SELECTED TEXT:
--- START ---
Background
Nasopharyngeal carcinoma (NPC) is an aggressive type of head and neck malignancy arising from nasopharyngeal epithelium [
1]. Currently, NPC patients are still suffering from the unsatisfactory 5-year survival rate which is around 50–70% [
2]. In particular, incidence of NPC is the highest in China, and NPC patients in China are becoming younger in average age [
3]. NPC progression is known to be deeply associated with genetic and epigenetic abnormalities [
4]. Hence, better elucidating of molecular mechanism underlying NPC development is helpful to explore the potential strategies for NPC patients.
Long non-coding RNAs (lncRNAs) are characterized as a set of non-coding RNAs (ncRNAs) with more than 200 nucleotides in length [
5]. Large numbers of studies have delineated that lncRNAs function as oncogenes or tumor suppressors in human cancer development [
6]. Furthermore, numerous lncRNAs have been reported in NPC progression. For example, lncRNA AFAP1-AS1 regulated miR-423-5p/Rho/Rac axis to aggravate NPC metastasis [
7]. LncRNA UCA1 aggravated proliferation, migration and invasion of NPC cells through regulating miR-145 [
8]. In this study, we aimed to explore the role of a novel functional lncRNA in NPC. LncRNA MSC antisense RNA 1 (MSC-AS1), with a length of 4802 bp, was reported to indicate poor recurrence-free survival in hepatocellular carcinoma (HCC) [
9], function as a tumor facilitator in pancreatic cancer [
10], and regulate osteogenic differentiation [
11]. Through GEPIA (
http://gepia.cancer-pku.cn/), lncRNA MSC-AS1 was highly expressed in head and neck squamous cell carcinoma (HNSC) samples and associated with poor overall survival of patients. Owing to NPC is a kind of head and neck cancer [
7,
12,
13], we explored whether MSC-AS1 is associated with the progression of NPC.
--- END ---
QUESTIONS ON THE MATERIAL:
• a. According to the nasopharyngeal carcinoma background, what is the length of lncRNA MSC-AS1?
• b. Pick up the nasopharyngeal carcinoma background after its final sentence and continue writing it.

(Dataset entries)
--- START ---
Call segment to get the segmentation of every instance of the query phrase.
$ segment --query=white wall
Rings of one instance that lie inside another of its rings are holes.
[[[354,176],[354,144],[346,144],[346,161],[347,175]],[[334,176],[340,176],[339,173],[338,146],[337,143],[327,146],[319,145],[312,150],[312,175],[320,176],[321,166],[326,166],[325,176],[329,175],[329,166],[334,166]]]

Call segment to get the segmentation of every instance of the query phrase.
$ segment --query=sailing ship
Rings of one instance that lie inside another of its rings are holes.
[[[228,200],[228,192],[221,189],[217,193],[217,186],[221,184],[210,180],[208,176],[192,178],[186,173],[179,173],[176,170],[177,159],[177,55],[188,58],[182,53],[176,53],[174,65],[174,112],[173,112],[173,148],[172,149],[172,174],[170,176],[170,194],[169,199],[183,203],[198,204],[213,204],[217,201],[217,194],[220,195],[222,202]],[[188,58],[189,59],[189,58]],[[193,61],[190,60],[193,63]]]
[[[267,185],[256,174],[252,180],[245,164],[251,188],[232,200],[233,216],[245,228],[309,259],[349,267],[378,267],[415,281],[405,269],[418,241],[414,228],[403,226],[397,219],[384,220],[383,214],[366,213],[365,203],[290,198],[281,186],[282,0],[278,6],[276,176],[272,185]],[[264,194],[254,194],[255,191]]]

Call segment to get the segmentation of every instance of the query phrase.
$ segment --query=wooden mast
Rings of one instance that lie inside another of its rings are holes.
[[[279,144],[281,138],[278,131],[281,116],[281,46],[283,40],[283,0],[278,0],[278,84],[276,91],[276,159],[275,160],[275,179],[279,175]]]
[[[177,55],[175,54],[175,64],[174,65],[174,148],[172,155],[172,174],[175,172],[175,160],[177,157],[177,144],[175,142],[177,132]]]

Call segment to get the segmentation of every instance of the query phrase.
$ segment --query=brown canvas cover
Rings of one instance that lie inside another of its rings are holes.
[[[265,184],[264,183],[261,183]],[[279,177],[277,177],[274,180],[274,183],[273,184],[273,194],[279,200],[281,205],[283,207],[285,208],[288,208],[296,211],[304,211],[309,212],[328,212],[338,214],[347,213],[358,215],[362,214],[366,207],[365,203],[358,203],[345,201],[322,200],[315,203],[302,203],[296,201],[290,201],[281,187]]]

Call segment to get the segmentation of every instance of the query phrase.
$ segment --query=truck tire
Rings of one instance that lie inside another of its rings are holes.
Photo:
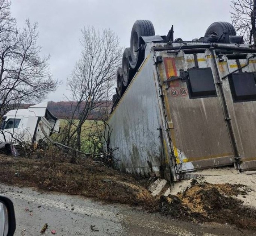
[[[221,42],[229,43],[229,40],[225,38],[225,35],[227,36],[235,36],[236,35],[234,27],[228,22],[218,21],[212,24],[206,30],[204,36],[209,36],[210,35],[217,35]],[[228,38],[228,37],[227,38]]]
[[[122,79],[123,74],[122,68],[119,67],[117,73],[117,97],[119,99],[122,97],[124,92]]]
[[[138,68],[144,59],[144,51],[139,50],[141,36],[155,35],[155,29],[150,21],[140,20],[136,21],[132,29],[131,34],[131,66],[133,69]],[[137,50],[138,50],[137,51]]]
[[[136,71],[131,67],[129,58],[131,57],[131,49],[126,48],[123,54],[122,68],[123,73],[123,83],[124,86],[127,87],[133,78]]]

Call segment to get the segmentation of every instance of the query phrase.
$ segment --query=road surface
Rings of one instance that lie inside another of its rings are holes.
[[[0,194],[14,202],[16,216],[15,235],[241,235],[229,225],[195,224],[151,214],[127,205],[105,204],[77,196],[41,192],[30,188],[0,184]],[[243,235],[251,232],[243,231]]]

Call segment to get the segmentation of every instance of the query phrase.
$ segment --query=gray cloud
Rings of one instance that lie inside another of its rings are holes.
[[[39,24],[38,43],[42,53],[50,54],[55,78],[63,80],[48,100],[65,99],[67,78],[79,59],[80,29],[84,25],[109,28],[120,38],[121,45],[130,47],[130,33],[136,20],[150,20],[156,33],[166,35],[174,25],[174,37],[190,40],[203,36],[216,21],[230,22],[230,0],[15,0],[11,11],[18,26],[25,20]]]

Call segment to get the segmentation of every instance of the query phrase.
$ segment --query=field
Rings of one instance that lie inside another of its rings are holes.
[[[75,120],[75,125],[78,120]],[[60,119],[61,130],[62,134],[65,135],[64,130],[67,127],[68,121]],[[81,150],[85,153],[90,153],[92,150],[97,153],[101,148],[101,141],[99,136],[103,128],[103,122],[101,121],[86,120],[82,127],[81,135]]]

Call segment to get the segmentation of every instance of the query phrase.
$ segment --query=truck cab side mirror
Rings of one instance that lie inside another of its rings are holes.
[[[12,202],[8,198],[0,196],[0,236],[13,236],[15,229]]]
--- END ---
TASK RESPONSES:
• a. 4802 bp

• b.
MicroRNAs (miRNAs) are another group of ncRNAs with about 22 nucleotides. MiRNAs are recognized as the essential modulators of gene expression by base-pairing to mRNAs
14]. Researchers have indicated the correlation of miRNAs with NPC progression [
15,
16]. Notably, plentiful reports have demonstrated the competitive endogenous RNA (ceRNA) mechanism in NPC. The ceRNA mechanism is that lncRNAs function as miRNA sponges to increase the expression of miRNAs’ downstream genes. For example, lncRNA PCAT7 upregulated ELF2 by sponging miR-134-5p to promote tumor growth in NPC [
17]; lncRNA SNHG7 regulated miR-145a-5p/NUAK1 axis to drive metastasis and invasion in NPC [
18]. In our current study, bioinformatics analysis and RT-qPCR examination revealed the highest binding potential of miRNA with MSC-AS1. MiR-524-5p, with a length of 22 nucleotides, has been reported to possess anti-tumor function in multiple cancers, such as pituitary tumor [
19], gastric cancer [
20], melanoma [
21] and glioma [
22]. However, its interaction with MSC-AS1 in NPC has never been explored. In this study, we demonstrated the interaction between MSC-AS1 and miR-524-5p through mechanism investigation and functions of miR-524-5p was disclosed by gain-of-function assays.
Nuclear receptor subfamily 4 group A member 2 (NR4A2) belongs to the NR subfamily 4 group A (NR4A) family which is characterized as a group of immediate-early genes activated by growth factors, mitogens, or other stimuli [
23]. Accumulating researches stated that NR4A2 played an oncogenic role in cancers [
24‐
27]. For example, NR4A2 suppressed p53 transactivation to save cells from p53-induced apoptosis [
28]. NR4A2 upregulation induced cell growth in cervical cancer and activation of Notch signaling silenced NR4A2 to repress cervical cancer progression [
29]. In NPC, it has been reported that high cytoplasmic NR4A2 expression predicted poor prognosis in NPC [
30]. However, association of NR4A2 with MSC-AS1 and miR-524-5p has never been revealed in NPC.
Therefore, the purpose of this study is to uncover the impact and mechanism of MSC-AS1 in NPC.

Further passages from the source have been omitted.